▶ _Task goal_
Pick out each line in the data below that contains the string "orange", and copy those lines in full.

━━━━

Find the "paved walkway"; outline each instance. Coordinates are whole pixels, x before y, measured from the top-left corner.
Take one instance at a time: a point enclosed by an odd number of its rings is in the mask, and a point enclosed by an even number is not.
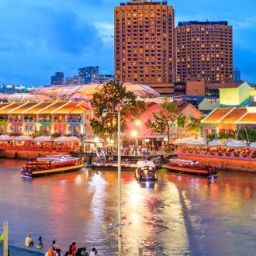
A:
[[[10,256],[44,256],[44,253],[33,251],[33,249],[26,249],[18,247],[13,245],[9,246]],[[0,243],[0,256],[2,256],[2,244]]]

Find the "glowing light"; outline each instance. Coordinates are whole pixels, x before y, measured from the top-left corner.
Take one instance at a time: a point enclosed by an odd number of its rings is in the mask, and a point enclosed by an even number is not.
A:
[[[131,133],[132,137],[137,137],[138,136],[138,132],[137,130],[133,130]]]
[[[141,121],[137,119],[135,121],[135,124],[137,126],[141,126]]]

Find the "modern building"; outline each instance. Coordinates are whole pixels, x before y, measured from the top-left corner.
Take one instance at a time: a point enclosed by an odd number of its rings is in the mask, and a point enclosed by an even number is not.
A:
[[[234,70],[234,81],[241,81],[241,72],[239,68],[235,67]]]
[[[167,1],[130,0],[115,8],[115,79],[173,93],[175,12]]]
[[[176,81],[233,81],[233,28],[226,21],[180,22],[175,28]]]
[[[92,82],[95,84],[105,84],[111,80],[114,80],[112,74],[98,74],[92,78]]]
[[[65,85],[81,85],[84,84],[84,78],[74,75],[73,78],[66,78]]]
[[[64,85],[64,73],[56,72],[54,75],[50,77],[51,85]]]
[[[92,82],[93,77],[99,74],[99,66],[81,67],[78,69],[78,76],[83,78],[84,84],[90,84]]]
[[[220,107],[202,120],[204,134],[235,131],[237,126],[256,129],[256,89],[247,82],[227,83],[220,88]]]

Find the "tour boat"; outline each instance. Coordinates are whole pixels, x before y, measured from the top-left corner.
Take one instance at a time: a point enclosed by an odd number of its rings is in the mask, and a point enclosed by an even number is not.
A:
[[[199,161],[180,158],[170,159],[168,164],[164,164],[164,168],[171,172],[211,178],[216,178],[218,174],[215,167],[202,166]]]
[[[138,161],[135,177],[138,182],[156,182],[157,175],[155,171],[156,167],[152,161]]]
[[[67,154],[47,155],[29,160],[23,167],[26,177],[39,177],[77,171],[83,168],[83,159]]]
[[[99,171],[117,171],[118,164],[108,161],[99,161],[87,164],[87,167],[94,170]],[[136,163],[122,162],[121,169],[122,171],[134,171],[137,168]]]

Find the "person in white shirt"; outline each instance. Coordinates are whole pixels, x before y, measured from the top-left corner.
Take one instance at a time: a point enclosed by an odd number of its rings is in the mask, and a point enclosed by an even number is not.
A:
[[[29,233],[25,239],[25,246],[26,247],[33,247],[33,244],[34,244],[34,240],[32,239],[31,234]]]

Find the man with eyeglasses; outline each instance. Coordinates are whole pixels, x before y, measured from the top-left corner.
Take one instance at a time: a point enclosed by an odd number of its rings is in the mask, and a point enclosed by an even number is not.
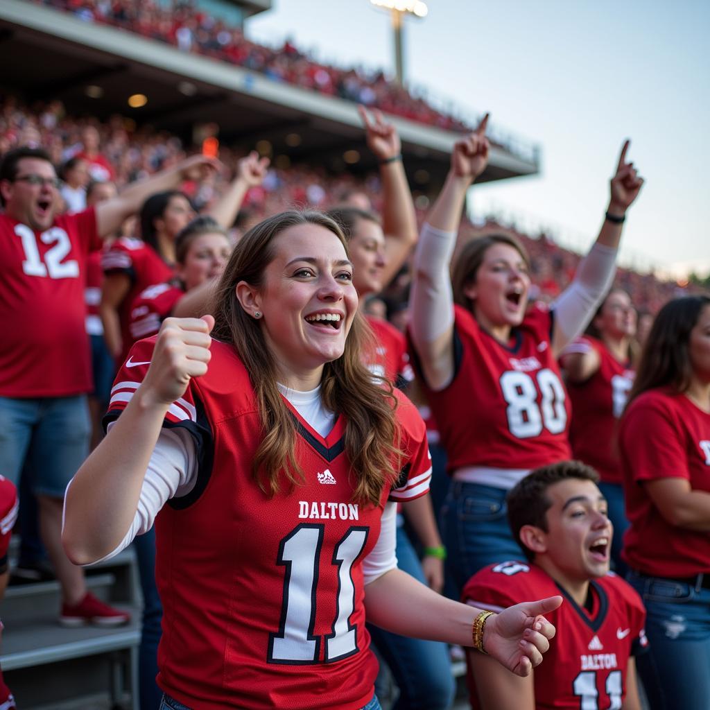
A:
[[[87,591],[60,540],[64,491],[89,452],[86,259],[149,195],[214,166],[193,156],[94,207],[58,215],[59,180],[45,151],[16,148],[0,163],[0,474],[16,485],[23,467],[33,477],[66,626],[129,618]]]

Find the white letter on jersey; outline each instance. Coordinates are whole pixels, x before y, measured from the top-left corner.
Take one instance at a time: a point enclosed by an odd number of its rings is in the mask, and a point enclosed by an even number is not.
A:
[[[75,259],[62,263],[72,249],[69,235],[60,227],[50,227],[43,231],[40,239],[45,244],[56,244],[45,253],[44,263],[40,256],[35,233],[26,224],[16,224],[15,234],[22,240],[25,260],[22,271],[28,276],[46,276],[50,278],[77,278],[79,276],[79,264]]]
[[[705,454],[705,465],[710,466],[710,441],[701,441],[700,448]]]

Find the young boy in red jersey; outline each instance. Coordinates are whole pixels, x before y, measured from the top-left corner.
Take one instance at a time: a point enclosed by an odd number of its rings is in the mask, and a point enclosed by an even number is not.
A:
[[[7,550],[10,546],[12,528],[17,520],[17,490],[14,484],[0,476],[0,599],[5,596],[10,572],[7,564]],[[2,630],[0,622],[0,630]],[[0,671],[0,710],[14,710],[15,699],[5,684]]]
[[[508,522],[527,562],[474,574],[464,599],[498,611],[562,594],[546,662],[526,678],[468,654],[471,706],[481,710],[640,710],[634,655],[648,645],[641,599],[609,572],[613,528],[599,475],[579,462],[530,473],[508,494]]]

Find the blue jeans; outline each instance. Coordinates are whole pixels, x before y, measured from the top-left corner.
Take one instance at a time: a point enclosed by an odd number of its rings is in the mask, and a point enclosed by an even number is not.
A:
[[[158,710],[163,696],[163,691],[155,682],[163,604],[155,584],[155,529],[153,528],[145,535],[138,535],[133,540],[133,547],[143,592],[143,620],[138,655],[141,710]]]
[[[190,708],[178,702],[175,698],[171,698],[169,695],[163,695],[159,710],[190,710]],[[372,699],[361,710],[382,710],[382,706],[377,699],[377,696],[374,695]]]
[[[116,361],[111,356],[103,335],[91,335],[89,341],[92,372],[94,373],[94,391],[92,396],[107,406],[116,376]]]
[[[648,652],[636,659],[651,710],[710,707],[710,589],[634,572]]]
[[[91,422],[86,397],[0,397],[0,471],[16,486],[31,471],[36,495],[64,498],[89,455]]]
[[[426,584],[419,558],[403,528],[397,528],[397,567]],[[456,689],[445,643],[400,636],[371,624],[367,628],[399,688],[393,710],[446,710],[451,706]]]
[[[619,577],[625,577],[628,572],[628,566],[621,559],[621,549],[623,547],[623,534],[628,528],[628,520],[626,520],[624,507],[623,486],[620,484],[605,484],[601,481],[598,485],[606,498],[609,520],[614,526],[614,536],[611,539],[612,567]]]
[[[508,525],[507,491],[452,481],[441,510],[447,548],[446,574],[457,597],[479,569],[508,559],[524,559]]]

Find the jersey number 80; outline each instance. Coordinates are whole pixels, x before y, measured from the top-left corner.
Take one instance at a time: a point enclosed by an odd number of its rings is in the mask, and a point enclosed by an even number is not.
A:
[[[564,388],[559,378],[545,368],[536,373],[535,378],[537,387],[526,372],[509,370],[501,376],[501,390],[508,403],[508,427],[518,439],[539,436],[543,427],[550,434],[561,434],[567,424]]]

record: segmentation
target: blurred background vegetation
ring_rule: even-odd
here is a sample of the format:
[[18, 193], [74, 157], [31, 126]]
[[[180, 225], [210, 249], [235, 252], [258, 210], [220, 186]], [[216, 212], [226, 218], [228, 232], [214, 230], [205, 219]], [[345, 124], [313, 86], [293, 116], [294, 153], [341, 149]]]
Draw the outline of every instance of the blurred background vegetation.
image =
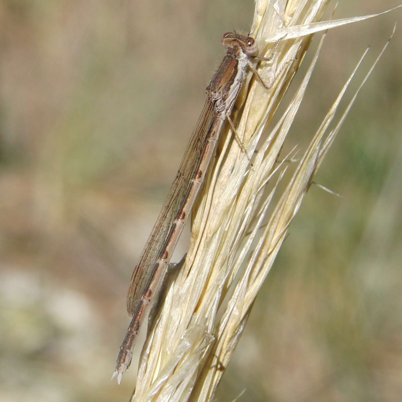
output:
[[[343, 2], [335, 18], [398, 4]], [[122, 384], [109, 380], [132, 270], [224, 53], [221, 36], [248, 31], [253, 8], [0, 2], [0, 400], [128, 400], [140, 347]], [[399, 10], [329, 33], [289, 146], [308, 143], [396, 21]], [[343, 198], [309, 192], [217, 400], [244, 390], [239, 400], [402, 399], [401, 29], [316, 177]]]

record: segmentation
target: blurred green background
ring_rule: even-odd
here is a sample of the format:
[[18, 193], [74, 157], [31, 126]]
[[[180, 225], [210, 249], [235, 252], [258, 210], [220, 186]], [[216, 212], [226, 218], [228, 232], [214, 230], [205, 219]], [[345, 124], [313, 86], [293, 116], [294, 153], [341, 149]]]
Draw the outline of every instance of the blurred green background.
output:
[[[343, 2], [335, 18], [398, 4]], [[253, 8], [0, 2], [0, 400], [128, 400], [137, 355], [120, 386], [110, 378], [132, 270], [221, 36], [248, 31]], [[308, 143], [371, 45], [350, 98], [401, 12], [329, 33], [289, 146]], [[402, 400], [401, 29], [316, 176], [343, 198], [309, 192], [217, 400]]]

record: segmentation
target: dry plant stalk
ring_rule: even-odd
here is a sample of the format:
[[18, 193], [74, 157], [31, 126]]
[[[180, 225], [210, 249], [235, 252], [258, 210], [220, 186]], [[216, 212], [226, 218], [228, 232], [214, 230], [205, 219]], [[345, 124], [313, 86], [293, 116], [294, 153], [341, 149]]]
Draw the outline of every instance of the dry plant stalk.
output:
[[[209, 401], [213, 397], [289, 225], [372, 70], [327, 133], [356, 70], [353, 72], [284, 191], [276, 196], [276, 205], [272, 205], [277, 184], [289, 167], [285, 161], [292, 156], [281, 155], [282, 161], [279, 161], [280, 153], [324, 35], [285, 112], [276, 116], [279, 121], [273, 129], [267, 127], [303, 59], [312, 34], [374, 16], [318, 23], [328, 3], [277, 0], [273, 6], [267, 0], [256, 1], [250, 35], [256, 40], [259, 55], [269, 56], [281, 39], [270, 64], [263, 62], [257, 68], [264, 78], [271, 77], [272, 87], [267, 91], [250, 73], [233, 117], [248, 155], [253, 155], [257, 144], [258, 151], [251, 166], [229, 125], [224, 128], [216, 160], [193, 211], [190, 249], [183, 266], [165, 279], [164, 297], [142, 353], [133, 401]], [[219, 319], [218, 310], [219, 316], [221, 312], [223, 314]]]

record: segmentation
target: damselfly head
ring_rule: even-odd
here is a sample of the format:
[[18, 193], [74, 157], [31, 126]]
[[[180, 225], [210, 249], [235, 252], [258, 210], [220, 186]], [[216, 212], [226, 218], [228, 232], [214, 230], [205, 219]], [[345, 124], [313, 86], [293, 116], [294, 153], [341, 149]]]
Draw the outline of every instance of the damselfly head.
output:
[[241, 47], [249, 56], [255, 56], [258, 51], [257, 43], [253, 38], [238, 33], [224, 33], [222, 36], [222, 44], [228, 49]]

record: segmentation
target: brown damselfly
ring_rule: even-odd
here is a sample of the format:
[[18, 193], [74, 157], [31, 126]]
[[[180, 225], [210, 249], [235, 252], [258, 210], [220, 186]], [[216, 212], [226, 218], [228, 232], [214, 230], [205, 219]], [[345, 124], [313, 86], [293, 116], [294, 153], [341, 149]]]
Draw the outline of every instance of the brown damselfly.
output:
[[[269, 61], [270, 58], [256, 55], [256, 43], [250, 37], [227, 33], [222, 37], [222, 43], [228, 49], [226, 55], [207, 88], [207, 99], [202, 113], [166, 201], [131, 277], [127, 309], [133, 319], [120, 347], [113, 375], [117, 375], [119, 383], [131, 363], [141, 324], [204, 181], [226, 120], [245, 152], [236, 134], [231, 113], [245, 79], [248, 67], [256, 74], [254, 60]], [[257, 76], [269, 89], [258, 74]]]

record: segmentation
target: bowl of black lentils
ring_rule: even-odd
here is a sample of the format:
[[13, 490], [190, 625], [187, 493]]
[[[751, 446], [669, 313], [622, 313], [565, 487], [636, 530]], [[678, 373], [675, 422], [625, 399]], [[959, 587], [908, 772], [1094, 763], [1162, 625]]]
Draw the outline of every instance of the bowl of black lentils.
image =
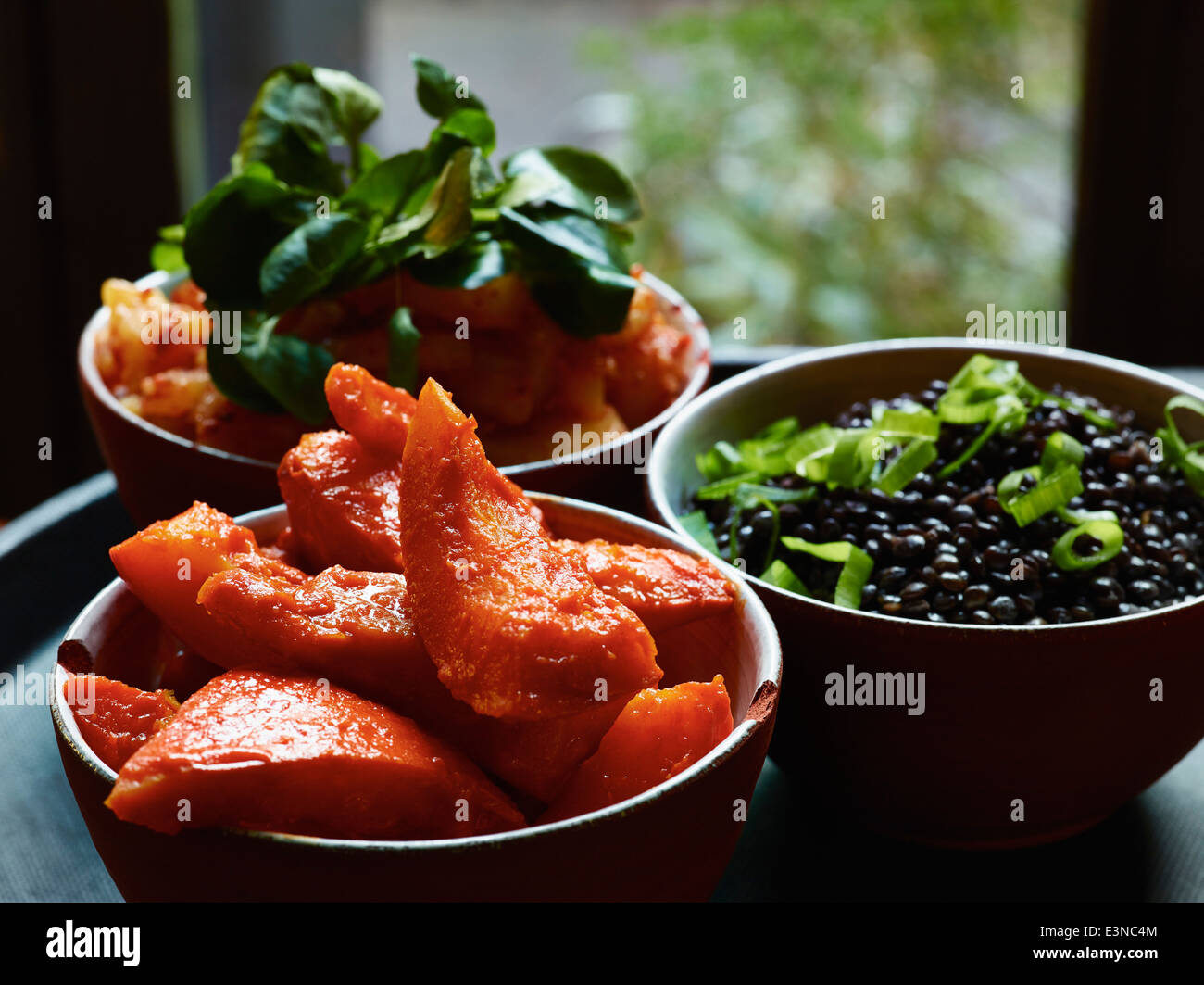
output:
[[1043, 346], [819, 349], [674, 418], [648, 497], [768, 606], [771, 756], [864, 826], [1055, 841], [1204, 738], [1204, 393], [1181, 381]]

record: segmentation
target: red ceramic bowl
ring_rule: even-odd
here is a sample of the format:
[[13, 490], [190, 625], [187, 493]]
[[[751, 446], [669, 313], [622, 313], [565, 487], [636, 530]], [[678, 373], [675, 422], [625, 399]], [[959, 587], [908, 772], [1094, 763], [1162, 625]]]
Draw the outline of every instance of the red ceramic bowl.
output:
[[[714, 442], [787, 414], [810, 424], [855, 401], [919, 391], [973, 352], [1019, 360], [1039, 387], [1062, 383], [1131, 407], [1151, 427], [1174, 394], [1204, 400], [1181, 381], [1073, 350], [922, 338], [818, 349], [726, 381], [669, 423], [649, 465], [653, 515], [684, 533], [678, 517], [703, 484], [694, 456]], [[1185, 429], [1185, 437], [1204, 433]], [[771, 755], [828, 807], [879, 832], [963, 848], [1063, 838], [1106, 818], [1204, 738], [1204, 600], [1069, 625], [960, 626], [749, 580], [785, 660]], [[827, 676], [850, 665], [923, 673], [923, 714], [830, 706]], [[1153, 678], [1164, 701], [1150, 700]]]
[[[697, 553], [663, 527], [613, 509], [556, 496], [531, 500], [560, 537]], [[285, 521], [284, 507], [243, 519], [265, 543]], [[93, 843], [126, 900], [706, 900], [740, 836], [738, 808], [750, 802], [765, 762], [781, 680], [768, 613], [746, 584], [733, 579], [733, 585], [732, 609], [657, 636], [662, 685], [724, 674], [737, 722], [732, 735], [669, 781], [579, 818], [437, 842], [225, 828], [159, 834], [118, 820], [104, 806], [116, 774], [81, 738], [63, 697], [60, 665], [51, 709], [63, 766]], [[63, 653], [95, 659], [106, 642], [155, 625], [118, 579], [67, 630]], [[96, 670], [105, 672], [102, 661]], [[125, 672], [137, 685], [134, 677]]]
[[[140, 288], [165, 293], [183, 275], [150, 273]], [[642, 282], [660, 297], [668, 320], [694, 341], [694, 370], [685, 389], [665, 411], [621, 438], [591, 453], [513, 465], [502, 471], [524, 489], [578, 496], [620, 508], [638, 508], [643, 472], [653, 438], [665, 423], [697, 396], [710, 377], [710, 336], [698, 313], [681, 295], [644, 273]], [[158, 427], [126, 409], [100, 378], [96, 334], [108, 322], [101, 307], [79, 336], [79, 389], [105, 461], [117, 477], [117, 491], [138, 526], [187, 509], [201, 500], [231, 515], [279, 502], [278, 462], [249, 459], [208, 448]]]

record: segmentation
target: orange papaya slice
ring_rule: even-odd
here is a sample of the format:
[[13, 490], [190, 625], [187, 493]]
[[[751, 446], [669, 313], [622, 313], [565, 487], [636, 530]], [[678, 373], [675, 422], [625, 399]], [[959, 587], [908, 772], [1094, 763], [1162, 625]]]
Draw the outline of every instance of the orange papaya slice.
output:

━━━━

▶ _Worked solution_
target: orange papaya slice
Draw the outline of every instance of the orange papaya slice.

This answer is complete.